[[ DATA EXTRACTS open ]]
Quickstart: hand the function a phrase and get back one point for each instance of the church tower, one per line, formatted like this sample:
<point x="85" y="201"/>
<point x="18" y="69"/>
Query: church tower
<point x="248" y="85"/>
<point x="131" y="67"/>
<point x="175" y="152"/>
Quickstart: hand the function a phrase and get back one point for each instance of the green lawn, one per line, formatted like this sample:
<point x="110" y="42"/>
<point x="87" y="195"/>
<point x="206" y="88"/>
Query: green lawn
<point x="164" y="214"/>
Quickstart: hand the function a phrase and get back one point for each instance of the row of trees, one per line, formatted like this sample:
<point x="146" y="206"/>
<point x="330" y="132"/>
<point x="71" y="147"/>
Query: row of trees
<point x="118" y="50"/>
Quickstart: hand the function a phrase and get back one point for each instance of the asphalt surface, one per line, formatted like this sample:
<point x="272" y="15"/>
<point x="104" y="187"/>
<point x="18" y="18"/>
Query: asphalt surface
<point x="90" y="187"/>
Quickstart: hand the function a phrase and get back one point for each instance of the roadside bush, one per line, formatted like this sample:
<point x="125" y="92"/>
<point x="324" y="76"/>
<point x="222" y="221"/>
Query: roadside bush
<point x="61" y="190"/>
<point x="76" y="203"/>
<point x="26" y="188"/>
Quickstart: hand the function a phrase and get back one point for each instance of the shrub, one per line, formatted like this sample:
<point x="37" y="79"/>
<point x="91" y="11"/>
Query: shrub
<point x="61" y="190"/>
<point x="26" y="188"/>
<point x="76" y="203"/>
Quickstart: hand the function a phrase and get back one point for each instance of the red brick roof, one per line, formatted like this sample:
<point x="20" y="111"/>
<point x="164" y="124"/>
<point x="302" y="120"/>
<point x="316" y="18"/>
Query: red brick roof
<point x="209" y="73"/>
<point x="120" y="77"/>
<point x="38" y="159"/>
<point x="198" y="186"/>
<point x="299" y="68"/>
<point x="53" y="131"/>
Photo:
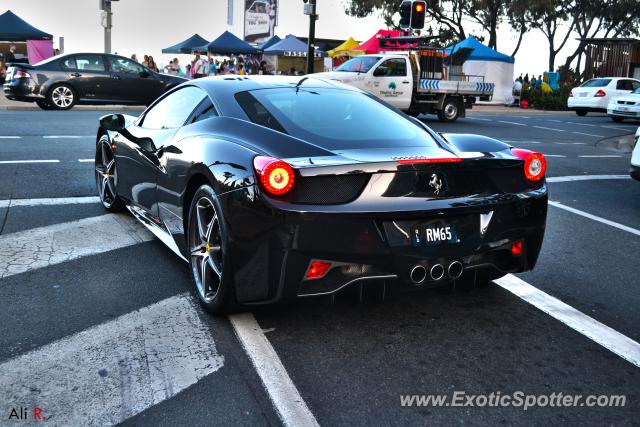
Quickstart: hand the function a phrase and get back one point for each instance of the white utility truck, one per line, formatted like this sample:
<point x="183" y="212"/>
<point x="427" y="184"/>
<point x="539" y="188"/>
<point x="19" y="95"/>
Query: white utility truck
<point x="418" y="81"/>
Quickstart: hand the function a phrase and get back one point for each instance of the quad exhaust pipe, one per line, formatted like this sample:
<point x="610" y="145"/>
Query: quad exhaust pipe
<point x="418" y="273"/>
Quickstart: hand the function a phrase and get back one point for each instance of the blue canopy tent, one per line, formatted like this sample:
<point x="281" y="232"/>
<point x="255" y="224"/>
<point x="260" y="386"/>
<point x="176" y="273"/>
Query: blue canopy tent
<point x="228" y="43"/>
<point x="290" y="46"/>
<point x="496" y="67"/>
<point x="480" y="51"/>
<point x="273" y="40"/>
<point x="14" y="29"/>
<point x="186" y="46"/>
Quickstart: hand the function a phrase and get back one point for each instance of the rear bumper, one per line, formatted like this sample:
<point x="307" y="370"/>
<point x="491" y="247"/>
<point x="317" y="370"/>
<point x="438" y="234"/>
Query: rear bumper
<point x="271" y="249"/>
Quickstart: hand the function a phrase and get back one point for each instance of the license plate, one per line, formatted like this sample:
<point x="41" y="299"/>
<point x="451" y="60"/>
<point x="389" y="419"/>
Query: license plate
<point x="432" y="235"/>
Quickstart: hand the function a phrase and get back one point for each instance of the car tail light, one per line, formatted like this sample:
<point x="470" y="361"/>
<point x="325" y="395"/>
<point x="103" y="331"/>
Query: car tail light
<point x="19" y="74"/>
<point x="276" y="176"/>
<point x="516" y="248"/>
<point x="317" y="269"/>
<point x="425" y="160"/>
<point x="535" y="165"/>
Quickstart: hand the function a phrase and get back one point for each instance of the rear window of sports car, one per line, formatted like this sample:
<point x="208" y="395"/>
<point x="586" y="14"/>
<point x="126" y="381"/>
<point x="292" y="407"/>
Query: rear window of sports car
<point x="333" y="118"/>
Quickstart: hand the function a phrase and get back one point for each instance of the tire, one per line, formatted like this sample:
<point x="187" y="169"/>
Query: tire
<point x="107" y="176"/>
<point x="450" y="110"/>
<point x="62" y="97"/>
<point x="44" y="105"/>
<point x="208" y="257"/>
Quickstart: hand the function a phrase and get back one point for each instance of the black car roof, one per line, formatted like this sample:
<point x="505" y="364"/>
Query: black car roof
<point x="222" y="89"/>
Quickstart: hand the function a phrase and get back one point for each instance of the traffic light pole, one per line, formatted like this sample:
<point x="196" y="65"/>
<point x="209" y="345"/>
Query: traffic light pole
<point x="311" y="42"/>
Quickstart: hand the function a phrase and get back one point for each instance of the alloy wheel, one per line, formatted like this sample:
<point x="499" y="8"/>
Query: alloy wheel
<point x="106" y="176"/>
<point x="205" y="245"/>
<point x="62" y="96"/>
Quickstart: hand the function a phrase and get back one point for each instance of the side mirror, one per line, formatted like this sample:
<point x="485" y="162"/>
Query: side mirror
<point x="113" y="122"/>
<point x="146" y="144"/>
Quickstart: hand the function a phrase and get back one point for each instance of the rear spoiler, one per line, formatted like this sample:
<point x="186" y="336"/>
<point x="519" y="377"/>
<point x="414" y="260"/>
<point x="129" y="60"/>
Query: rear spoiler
<point x="21" y="64"/>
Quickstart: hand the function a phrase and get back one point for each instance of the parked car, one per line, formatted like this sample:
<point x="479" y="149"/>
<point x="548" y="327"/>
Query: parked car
<point x="635" y="158"/>
<point x="60" y="82"/>
<point x="625" y="107"/>
<point x="594" y="95"/>
<point x="274" y="188"/>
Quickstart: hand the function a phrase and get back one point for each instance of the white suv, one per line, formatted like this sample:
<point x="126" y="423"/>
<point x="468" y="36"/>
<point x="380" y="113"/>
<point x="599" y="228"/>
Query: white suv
<point x="595" y="94"/>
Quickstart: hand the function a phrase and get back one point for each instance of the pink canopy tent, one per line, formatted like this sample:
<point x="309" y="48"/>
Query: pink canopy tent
<point x="373" y="44"/>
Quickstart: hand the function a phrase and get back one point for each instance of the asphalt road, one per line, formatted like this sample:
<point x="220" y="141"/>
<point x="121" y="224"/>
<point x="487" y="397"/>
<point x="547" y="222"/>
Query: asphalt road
<point x="101" y="326"/>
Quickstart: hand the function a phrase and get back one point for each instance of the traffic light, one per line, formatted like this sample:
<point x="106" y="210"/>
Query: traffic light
<point x="418" y="11"/>
<point x="405" y="14"/>
<point x="412" y="14"/>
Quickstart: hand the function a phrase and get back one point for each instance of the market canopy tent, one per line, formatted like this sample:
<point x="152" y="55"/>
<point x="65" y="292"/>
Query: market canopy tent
<point x="186" y="46"/>
<point x="346" y="49"/>
<point x="496" y="68"/>
<point x="273" y="40"/>
<point x="14" y="29"/>
<point x="228" y="43"/>
<point x="291" y="46"/>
[[ DATA EXTRACTS closed ]]
Using the data above, print every line exactly, omitting pictures.

REPLY:
Quickstart: hand the function a phrase and get back one point for each instance of the church tower, one per line, formatted like this sample:
<point x="85" y="201"/>
<point x="18" y="69"/>
Query: church tower
<point x="248" y="85"/>
<point x="131" y="67"/>
<point x="175" y="152"/>
Quickstart: hand the function a phrase and get back one point for each instance of the green lawn, one per line, formatted like this sample:
<point x="110" y="42"/>
<point x="87" y="195"/>
<point x="206" y="88"/>
Query: green lawn
<point x="164" y="214"/>
Quickstart: hand the function a phrase and get back one point for each instance of the row of trees, one per line, formatted like this sample:
<point x="146" y="206"/>
<point x="330" y="132"/>
<point x="71" y="147"/>
Query: row of trees
<point x="118" y="50"/>
Quickstart: hand the function a phrase and get back one point for each instance of the asphalt surface, one per line, formatted like this sample:
<point x="272" y="15"/>
<point x="104" y="187"/>
<point x="18" y="18"/>
Query: asphalt surface
<point x="90" y="187"/>
Quickstart: hand the function a phrase and get back one point for each instance of the roadside bush, one per line, formatted like this sample:
<point x="125" y="92"/>
<point x="324" y="76"/>
<point x="222" y="221"/>
Query: roadside bush
<point x="61" y="190"/>
<point x="76" y="203"/>
<point x="26" y="188"/>
Quickstart: hand the function a phrase and get back one point for each instance of the shrub, one per line, formatted like this sample:
<point x="37" y="79"/>
<point x="91" y="11"/>
Query: shrub
<point x="61" y="190"/>
<point x="26" y="188"/>
<point x="76" y="203"/>
Quickstart: hand the function a phrase and get back one point for each instance of the red brick roof, one per line, formatted like this sample:
<point x="20" y="111"/>
<point x="164" y="124"/>
<point x="302" y="120"/>
<point x="316" y="18"/>
Query: red brick roof
<point x="209" y="73"/>
<point x="120" y="77"/>
<point x="38" y="159"/>
<point x="198" y="186"/>
<point x="299" y="68"/>
<point x="53" y="131"/>
Photo:
Quickstart: hand the function a phrase and get back one point for each instance of the white utility truck, one per line, formatted like this sample:
<point x="183" y="212"/>
<point x="427" y="184"/>
<point x="539" y="188"/>
<point x="19" y="95"/>
Query: white utility truck
<point x="418" y="81"/>
Quickstart: hand the function a phrase and get back one point for each instance of the quad exhaust pipe, one per line, formatted like this sample:
<point x="610" y="145"/>
Query: quad exhaust pipe
<point x="418" y="273"/>
Quickstart: hand the function a phrase and get back one point for each instance of the blue canopy tent, one per line, formatted like this sample:
<point x="281" y="232"/>
<point x="255" y="224"/>
<point x="260" y="386"/>
<point x="176" y="273"/>
Query: blue canopy tent
<point x="228" y="43"/>
<point x="290" y="46"/>
<point x="496" y="67"/>
<point x="480" y="51"/>
<point x="273" y="40"/>
<point x="14" y="29"/>
<point x="186" y="46"/>
Quickstart: hand the function a phrase and get back one point for each instance of the rear bumper, one per line, formatted like this sample:
<point x="307" y="370"/>
<point x="491" y="247"/>
<point x="317" y="370"/>
<point x="438" y="234"/>
Query: rear bumper
<point x="271" y="249"/>
Quickstart: hand the function a phrase and get back one point for each instance of the license plate, one per line, formatted like this sample:
<point x="41" y="299"/>
<point x="451" y="60"/>
<point x="389" y="419"/>
Query: license plate
<point x="432" y="235"/>
Quickstart: hand the function a phrase and get back one point for each instance of the car tail light, one per line, formatted like this sample:
<point x="470" y="361"/>
<point x="325" y="395"/>
<point x="103" y="331"/>
Query: car tail light
<point x="19" y="74"/>
<point x="276" y="176"/>
<point x="516" y="248"/>
<point x="317" y="269"/>
<point x="425" y="160"/>
<point x="535" y="165"/>
Quickstart: hand the function a phrase and get back one point for each instance of the rear window of sports car, one per line, formatted like this sample:
<point x="208" y="395"/>
<point x="586" y="14"/>
<point x="126" y="381"/>
<point x="292" y="407"/>
Query: rear window of sports car
<point x="333" y="118"/>
Quickstart: hand the function a phrase and get back one point for each instance of the tire, one per line, formatted like this sample:
<point x="187" y="169"/>
Query: tire
<point x="107" y="176"/>
<point x="450" y="110"/>
<point x="62" y="97"/>
<point x="44" y="105"/>
<point x="208" y="257"/>
Quickstart: hand the function a phrase and get back one point for each instance of the black car roof, one per line, formatted like this sample:
<point x="505" y="364"/>
Query: black car roof
<point x="222" y="89"/>
Quickstart: hand the function a phrase and get back one point for each instance of the traffic light pole, one per line, formatted like this sample:
<point x="196" y="65"/>
<point x="209" y="345"/>
Query: traffic light pole
<point x="311" y="42"/>
Quickstart: hand the function a phrase and get back one point for each instance of the alloy wheel, one per line, formatted like this sample:
<point x="499" y="8"/>
Query: alloy wheel
<point x="106" y="176"/>
<point x="205" y="245"/>
<point x="62" y="96"/>
Quickstart: hand the function a phrase and get back one point for each instance of the side mirror, one per line, formatted like this sample:
<point x="485" y="162"/>
Query: side mirror
<point x="113" y="122"/>
<point x="146" y="144"/>
Quickstart: hand the function a phrase and get back one point for each instance of the rear spoiler, one per line, formatted like this sample:
<point x="186" y="336"/>
<point x="519" y="377"/>
<point x="414" y="260"/>
<point x="129" y="60"/>
Query: rear spoiler
<point x="21" y="64"/>
Quickstart: hand the function a phrase and get back one point for each instance of the parked car, one per line, formatted like this sample:
<point x="479" y="149"/>
<point x="548" y="327"/>
Query: parked car
<point x="635" y="158"/>
<point x="60" y="82"/>
<point x="625" y="107"/>
<point x="594" y="95"/>
<point x="274" y="188"/>
Quickstart: hand the function a phrase and get back one point for each instance of the white suv, one per line, formatted like this sample:
<point x="126" y="423"/>
<point x="468" y="36"/>
<point x="380" y="113"/>
<point x="599" y="228"/>
Query: white suv
<point x="595" y="94"/>
Quickstart: hand the function a phrase and get back one point for each instance of the pink canopy tent, one per line, formatted like this sample:
<point x="309" y="48"/>
Query: pink canopy tent
<point x="373" y="44"/>
Quickstart: hand the function a phrase and get back one point for each instance of the asphalt road, one per line, formatted like this sample:
<point x="220" y="141"/>
<point x="121" y="224"/>
<point x="487" y="397"/>
<point x="547" y="222"/>
Query: asphalt road
<point x="101" y="326"/>
Quickstart: hand the function a phrase and get back one point for each instance of the traffic light, one per line, formatted like this sample:
<point x="106" y="210"/>
Query: traffic light
<point x="418" y="11"/>
<point x="405" y="14"/>
<point x="412" y="14"/>
Quickstart: hand the function a phrase and get back one point for each instance of the market canopy tent, one per line, formatted like this sample:
<point x="152" y="55"/>
<point x="65" y="292"/>
Query: market canopy tent
<point x="186" y="46"/>
<point x="346" y="49"/>
<point x="496" y="68"/>
<point x="273" y="40"/>
<point x="14" y="29"/>
<point x="228" y="43"/>
<point x="291" y="46"/>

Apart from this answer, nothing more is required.